Ecco perché a più riprese nel romanzo vengono osservate la necessità dell’esser fragili, talvolta incoerenti, poiché l’uomo si modifica in maniera irriconoscibile come effetto di certe ostinazioni, e la complessità sensibile che le macchine appiattiscono; caratteristiche che difficilmente s’incorporano all’ambiente tecnologico. Poiché «l’indugiare o il titubare, che sarebbero costitutivi dell’agire, vengono percepiti come un disturbo delle operazioni che danneggia l’efficienza» [2], l’uomo cede il suo ruolo centrale, allontanandosi dalla natura.

Sono perciò lecite le agitazioni di Luca di fronte ai rapidi cambiamenti tecnologici, per quanto di volta in volta circoscritti, che presi uno dopo l’altro in successione cronologica restano invisibili alla società, ma che sommati falsano il quotidiano portando via parte di umanità (è la storia della rana nell’acqua bollente “raccontata” da Noam Chomsky).

Già dal primo capitolo, con una narrazione in prima persona volutamente arrogante e riflessiva, il protagonista descrive una realtà che pare alterata al lettore, guastata da un cinismo estremizzato, a tratti parodico, che lo caratterizzerà fino alla fine.

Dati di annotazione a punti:
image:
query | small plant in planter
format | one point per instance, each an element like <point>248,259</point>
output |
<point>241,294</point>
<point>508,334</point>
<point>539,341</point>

Istruzioni di lavoro:
Per favore, riscrivi il brano sul romanzo da "Ecco perché a" fino a "allontanandosi dalla natura." compreso, sostituendo "macchine" con "tecnologie".

Compito svolto:
Ecco perché a più riprese nel romanzo vengono osservate la necessità dell’esser fragili, talvolta incoerenti, poiché l’uomo si modifica in maniera irriconoscibile come effetto di certe ostinazioni, e la complessità sensibile che le tecnologie appiattiscono; caratteristiche che difficilmente s’incorporano all’ambiente tecnologico. Poiché «l’indugiare o il titubare, che sarebbero costitutivi dell’agire, vengono percepiti come un disturbo delle operazioni che danneggia l’efficienza» [2], l’uomo cede il suo ruolo centrale, allontanandosi dalla natura.